:: EXERCISE INSTRUCTIONS ::
Every line that contains the word "green" should be copied from the records below.

:: INFORMATION ::
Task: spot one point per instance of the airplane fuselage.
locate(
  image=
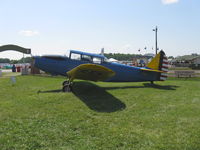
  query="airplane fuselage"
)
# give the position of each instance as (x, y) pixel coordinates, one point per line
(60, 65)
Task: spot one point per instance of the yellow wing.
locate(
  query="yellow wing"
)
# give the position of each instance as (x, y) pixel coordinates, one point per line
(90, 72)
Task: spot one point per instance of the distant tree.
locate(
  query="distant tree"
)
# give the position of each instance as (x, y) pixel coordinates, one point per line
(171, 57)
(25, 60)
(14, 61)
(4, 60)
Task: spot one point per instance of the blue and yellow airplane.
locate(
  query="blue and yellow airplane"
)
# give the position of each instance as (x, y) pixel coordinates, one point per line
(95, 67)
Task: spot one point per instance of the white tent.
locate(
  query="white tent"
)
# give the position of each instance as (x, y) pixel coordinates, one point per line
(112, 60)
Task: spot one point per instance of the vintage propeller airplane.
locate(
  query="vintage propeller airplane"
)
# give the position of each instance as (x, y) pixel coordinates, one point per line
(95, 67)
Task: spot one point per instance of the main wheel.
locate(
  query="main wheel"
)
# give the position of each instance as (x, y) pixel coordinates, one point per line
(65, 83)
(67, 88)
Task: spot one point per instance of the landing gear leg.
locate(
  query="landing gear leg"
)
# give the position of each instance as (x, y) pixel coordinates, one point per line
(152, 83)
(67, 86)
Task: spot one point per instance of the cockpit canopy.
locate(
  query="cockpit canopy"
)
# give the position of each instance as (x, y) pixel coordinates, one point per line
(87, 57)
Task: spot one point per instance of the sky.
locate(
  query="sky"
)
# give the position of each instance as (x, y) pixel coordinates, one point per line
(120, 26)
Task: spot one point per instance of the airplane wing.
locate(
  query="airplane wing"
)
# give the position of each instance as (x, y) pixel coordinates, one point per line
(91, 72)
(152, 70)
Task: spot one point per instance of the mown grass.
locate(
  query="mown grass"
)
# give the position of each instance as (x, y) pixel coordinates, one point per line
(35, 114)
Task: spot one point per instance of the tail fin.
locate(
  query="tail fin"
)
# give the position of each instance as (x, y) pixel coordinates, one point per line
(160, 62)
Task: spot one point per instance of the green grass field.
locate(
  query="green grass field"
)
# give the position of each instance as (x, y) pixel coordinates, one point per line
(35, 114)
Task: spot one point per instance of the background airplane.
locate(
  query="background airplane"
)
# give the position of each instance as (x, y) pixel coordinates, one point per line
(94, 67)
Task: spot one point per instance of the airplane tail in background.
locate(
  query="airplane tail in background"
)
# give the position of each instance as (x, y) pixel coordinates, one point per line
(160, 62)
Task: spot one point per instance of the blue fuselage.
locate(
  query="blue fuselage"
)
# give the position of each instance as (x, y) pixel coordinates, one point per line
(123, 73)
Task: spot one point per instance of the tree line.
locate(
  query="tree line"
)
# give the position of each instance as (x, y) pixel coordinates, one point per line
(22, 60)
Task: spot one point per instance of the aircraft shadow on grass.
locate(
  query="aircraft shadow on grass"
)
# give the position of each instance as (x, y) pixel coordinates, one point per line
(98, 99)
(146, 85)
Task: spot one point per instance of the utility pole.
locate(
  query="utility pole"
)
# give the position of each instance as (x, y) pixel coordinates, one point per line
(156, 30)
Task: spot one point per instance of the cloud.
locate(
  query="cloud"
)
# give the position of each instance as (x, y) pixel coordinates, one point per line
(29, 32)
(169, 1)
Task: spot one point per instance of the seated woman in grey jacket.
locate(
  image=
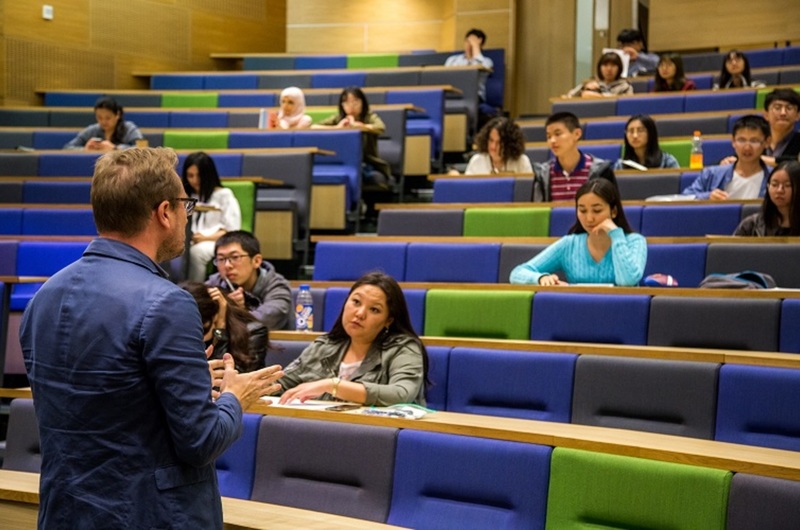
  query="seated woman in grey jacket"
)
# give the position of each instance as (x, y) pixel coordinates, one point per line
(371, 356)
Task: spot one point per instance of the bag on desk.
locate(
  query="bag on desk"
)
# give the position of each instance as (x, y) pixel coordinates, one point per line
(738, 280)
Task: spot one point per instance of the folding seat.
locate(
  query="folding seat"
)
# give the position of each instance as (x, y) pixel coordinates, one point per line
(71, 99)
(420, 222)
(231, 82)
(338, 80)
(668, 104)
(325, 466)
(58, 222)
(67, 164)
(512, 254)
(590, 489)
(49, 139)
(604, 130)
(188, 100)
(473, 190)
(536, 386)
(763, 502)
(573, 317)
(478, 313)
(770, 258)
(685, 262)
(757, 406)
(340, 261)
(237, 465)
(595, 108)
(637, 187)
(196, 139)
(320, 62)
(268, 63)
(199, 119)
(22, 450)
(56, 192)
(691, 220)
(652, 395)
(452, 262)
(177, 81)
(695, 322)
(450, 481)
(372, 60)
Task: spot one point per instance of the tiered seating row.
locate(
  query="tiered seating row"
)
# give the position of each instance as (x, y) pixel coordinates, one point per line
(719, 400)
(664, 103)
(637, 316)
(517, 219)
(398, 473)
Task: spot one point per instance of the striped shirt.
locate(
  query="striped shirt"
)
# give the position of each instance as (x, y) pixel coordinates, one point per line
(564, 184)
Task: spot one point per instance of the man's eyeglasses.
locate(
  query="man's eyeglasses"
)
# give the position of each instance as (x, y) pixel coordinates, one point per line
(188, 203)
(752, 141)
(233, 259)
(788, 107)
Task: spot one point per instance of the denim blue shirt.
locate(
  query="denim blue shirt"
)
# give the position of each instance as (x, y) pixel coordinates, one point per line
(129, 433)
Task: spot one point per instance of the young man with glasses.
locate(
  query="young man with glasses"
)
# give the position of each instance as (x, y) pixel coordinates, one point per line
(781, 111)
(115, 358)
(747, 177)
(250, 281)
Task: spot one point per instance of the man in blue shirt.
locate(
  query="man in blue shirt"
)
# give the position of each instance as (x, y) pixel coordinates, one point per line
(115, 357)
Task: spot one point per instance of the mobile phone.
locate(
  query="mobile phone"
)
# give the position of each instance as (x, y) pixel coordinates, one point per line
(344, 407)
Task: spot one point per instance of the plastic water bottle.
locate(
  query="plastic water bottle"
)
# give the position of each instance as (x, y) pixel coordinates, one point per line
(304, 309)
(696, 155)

* * *

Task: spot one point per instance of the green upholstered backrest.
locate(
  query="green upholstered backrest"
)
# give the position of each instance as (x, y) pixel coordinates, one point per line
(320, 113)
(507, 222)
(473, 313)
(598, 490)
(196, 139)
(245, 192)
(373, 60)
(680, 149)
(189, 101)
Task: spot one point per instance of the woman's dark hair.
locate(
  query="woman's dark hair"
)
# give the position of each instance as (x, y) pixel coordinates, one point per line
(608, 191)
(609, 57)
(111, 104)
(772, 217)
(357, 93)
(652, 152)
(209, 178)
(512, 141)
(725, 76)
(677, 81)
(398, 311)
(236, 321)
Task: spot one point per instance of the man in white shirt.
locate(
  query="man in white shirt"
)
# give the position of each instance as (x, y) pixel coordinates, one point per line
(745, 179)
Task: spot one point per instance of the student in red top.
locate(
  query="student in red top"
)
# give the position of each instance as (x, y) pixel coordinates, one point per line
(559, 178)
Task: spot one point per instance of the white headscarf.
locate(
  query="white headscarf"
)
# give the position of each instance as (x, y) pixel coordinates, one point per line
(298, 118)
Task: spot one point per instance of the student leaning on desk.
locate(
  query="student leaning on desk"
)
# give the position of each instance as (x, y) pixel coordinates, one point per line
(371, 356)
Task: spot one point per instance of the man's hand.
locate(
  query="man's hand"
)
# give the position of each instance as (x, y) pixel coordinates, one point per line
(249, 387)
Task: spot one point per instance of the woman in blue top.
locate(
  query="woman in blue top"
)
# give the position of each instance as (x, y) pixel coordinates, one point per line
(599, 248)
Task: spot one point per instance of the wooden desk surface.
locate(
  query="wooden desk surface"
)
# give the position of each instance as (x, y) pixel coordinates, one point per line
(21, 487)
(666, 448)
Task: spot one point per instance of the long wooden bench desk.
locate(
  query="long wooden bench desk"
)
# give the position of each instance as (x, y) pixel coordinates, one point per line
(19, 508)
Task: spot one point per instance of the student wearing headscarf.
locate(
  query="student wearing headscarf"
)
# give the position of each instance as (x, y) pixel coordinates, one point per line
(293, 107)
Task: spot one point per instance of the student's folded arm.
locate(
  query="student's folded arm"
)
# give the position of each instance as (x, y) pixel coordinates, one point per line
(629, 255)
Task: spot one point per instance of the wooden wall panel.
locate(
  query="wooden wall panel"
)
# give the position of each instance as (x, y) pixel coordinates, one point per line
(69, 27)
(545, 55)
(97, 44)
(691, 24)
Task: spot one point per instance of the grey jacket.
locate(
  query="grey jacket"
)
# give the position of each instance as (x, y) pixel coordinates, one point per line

:: ANSWER TO THIS TASK ::
Task: spot one point per instance of the green grass field.
  query="green grass field"
Task: spot one point per instance of the green upholstered backrest.
  query="green upholstered backrest"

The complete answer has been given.